• Task requirements:
Return each line of the listing below that contains the string "woman". The match is case-sensitive.

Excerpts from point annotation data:
/---
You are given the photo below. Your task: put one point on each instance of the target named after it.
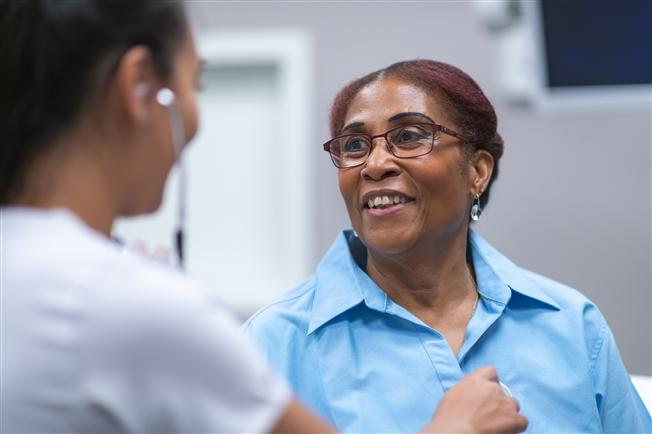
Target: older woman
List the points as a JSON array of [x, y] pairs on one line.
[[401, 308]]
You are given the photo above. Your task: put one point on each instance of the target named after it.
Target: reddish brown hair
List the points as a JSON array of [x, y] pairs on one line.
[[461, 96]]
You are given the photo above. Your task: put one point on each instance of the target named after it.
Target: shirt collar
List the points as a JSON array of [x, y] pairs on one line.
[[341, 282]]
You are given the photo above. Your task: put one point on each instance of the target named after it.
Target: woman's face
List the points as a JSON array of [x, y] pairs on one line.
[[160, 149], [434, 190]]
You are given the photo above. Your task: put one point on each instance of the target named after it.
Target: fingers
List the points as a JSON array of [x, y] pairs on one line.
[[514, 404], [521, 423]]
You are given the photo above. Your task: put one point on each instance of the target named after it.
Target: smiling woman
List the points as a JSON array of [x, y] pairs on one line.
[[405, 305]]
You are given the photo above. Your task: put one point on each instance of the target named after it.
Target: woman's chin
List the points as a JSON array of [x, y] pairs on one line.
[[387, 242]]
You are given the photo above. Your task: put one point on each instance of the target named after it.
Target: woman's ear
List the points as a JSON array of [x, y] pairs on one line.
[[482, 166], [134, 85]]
\---
/---
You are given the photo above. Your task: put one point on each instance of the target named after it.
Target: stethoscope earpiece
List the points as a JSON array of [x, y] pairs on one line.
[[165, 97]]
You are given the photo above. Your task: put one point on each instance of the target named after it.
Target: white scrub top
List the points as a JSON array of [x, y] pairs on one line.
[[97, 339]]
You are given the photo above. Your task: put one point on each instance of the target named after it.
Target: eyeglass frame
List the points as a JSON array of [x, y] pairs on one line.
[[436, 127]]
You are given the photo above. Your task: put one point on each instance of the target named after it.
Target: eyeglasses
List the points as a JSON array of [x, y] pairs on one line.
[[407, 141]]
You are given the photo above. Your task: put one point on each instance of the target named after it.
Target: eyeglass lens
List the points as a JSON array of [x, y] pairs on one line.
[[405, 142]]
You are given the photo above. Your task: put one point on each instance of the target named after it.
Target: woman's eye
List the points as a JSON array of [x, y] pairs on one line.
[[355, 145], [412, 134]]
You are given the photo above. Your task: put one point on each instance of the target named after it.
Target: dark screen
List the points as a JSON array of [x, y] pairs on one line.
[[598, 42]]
\---
• Worked solution:
Target: older woman
Target: woman's face
Target: smiling woman
Target: woman's chin
Target: woman's ear
Target: woman's eye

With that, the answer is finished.